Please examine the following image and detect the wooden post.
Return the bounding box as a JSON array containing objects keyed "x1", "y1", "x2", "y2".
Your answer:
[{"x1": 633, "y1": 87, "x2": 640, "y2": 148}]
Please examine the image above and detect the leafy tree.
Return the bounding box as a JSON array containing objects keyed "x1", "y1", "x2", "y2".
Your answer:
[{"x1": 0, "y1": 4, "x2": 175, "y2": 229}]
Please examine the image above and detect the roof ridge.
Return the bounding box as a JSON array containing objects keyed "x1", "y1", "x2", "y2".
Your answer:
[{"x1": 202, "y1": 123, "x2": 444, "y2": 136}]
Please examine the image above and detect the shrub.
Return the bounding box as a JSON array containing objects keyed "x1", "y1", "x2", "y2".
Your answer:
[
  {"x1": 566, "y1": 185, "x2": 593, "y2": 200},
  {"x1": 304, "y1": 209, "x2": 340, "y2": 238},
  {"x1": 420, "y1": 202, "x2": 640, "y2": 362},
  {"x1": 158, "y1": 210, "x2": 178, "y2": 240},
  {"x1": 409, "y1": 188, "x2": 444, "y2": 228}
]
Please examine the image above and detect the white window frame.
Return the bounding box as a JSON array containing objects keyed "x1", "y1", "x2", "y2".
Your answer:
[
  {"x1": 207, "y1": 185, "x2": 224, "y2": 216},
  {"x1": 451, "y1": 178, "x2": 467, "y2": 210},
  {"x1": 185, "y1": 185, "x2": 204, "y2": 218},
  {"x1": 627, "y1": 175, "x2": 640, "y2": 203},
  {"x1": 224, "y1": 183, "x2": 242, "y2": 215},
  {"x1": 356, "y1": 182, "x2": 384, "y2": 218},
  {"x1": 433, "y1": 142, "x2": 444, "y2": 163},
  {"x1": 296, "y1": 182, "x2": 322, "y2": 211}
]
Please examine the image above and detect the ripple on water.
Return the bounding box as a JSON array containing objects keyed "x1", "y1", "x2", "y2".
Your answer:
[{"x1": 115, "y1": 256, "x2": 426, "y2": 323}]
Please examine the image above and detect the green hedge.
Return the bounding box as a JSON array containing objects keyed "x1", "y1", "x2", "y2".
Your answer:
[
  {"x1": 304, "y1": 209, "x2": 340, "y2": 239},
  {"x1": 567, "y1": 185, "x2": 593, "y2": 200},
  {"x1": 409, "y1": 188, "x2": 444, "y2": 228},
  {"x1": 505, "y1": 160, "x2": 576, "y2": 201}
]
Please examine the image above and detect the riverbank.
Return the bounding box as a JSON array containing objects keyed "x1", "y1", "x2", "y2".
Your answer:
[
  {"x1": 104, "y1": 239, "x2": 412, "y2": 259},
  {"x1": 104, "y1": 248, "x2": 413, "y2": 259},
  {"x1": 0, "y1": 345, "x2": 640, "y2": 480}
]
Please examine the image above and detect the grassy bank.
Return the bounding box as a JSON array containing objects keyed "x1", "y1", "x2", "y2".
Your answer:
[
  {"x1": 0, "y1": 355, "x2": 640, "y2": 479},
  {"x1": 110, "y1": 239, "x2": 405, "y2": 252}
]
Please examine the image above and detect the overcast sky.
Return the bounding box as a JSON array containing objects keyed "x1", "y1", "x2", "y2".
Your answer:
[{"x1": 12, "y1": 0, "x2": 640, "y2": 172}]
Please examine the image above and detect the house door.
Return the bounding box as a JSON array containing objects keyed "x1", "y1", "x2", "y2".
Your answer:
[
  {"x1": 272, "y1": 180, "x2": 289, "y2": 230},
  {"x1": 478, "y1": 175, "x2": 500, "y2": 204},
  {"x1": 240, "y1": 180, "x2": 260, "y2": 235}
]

## GOAL
Rewrite the records starting at the line that has "Please examine the image above and detect the house" and continuing through the end of the records, changing "house door" to "front door" and leaving everything else the same.

## EXERCISE RESULT
Please examine the image above and detect the front door.
Return the bounding box as a JSON array containing objects keyed "x1", "y1", "x2", "y2".
Your answer:
[
  {"x1": 272, "y1": 180, "x2": 289, "y2": 230},
  {"x1": 478, "y1": 175, "x2": 500, "y2": 204},
  {"x1": 240, "y1": 180, "x2": 260, "y2": 235}
]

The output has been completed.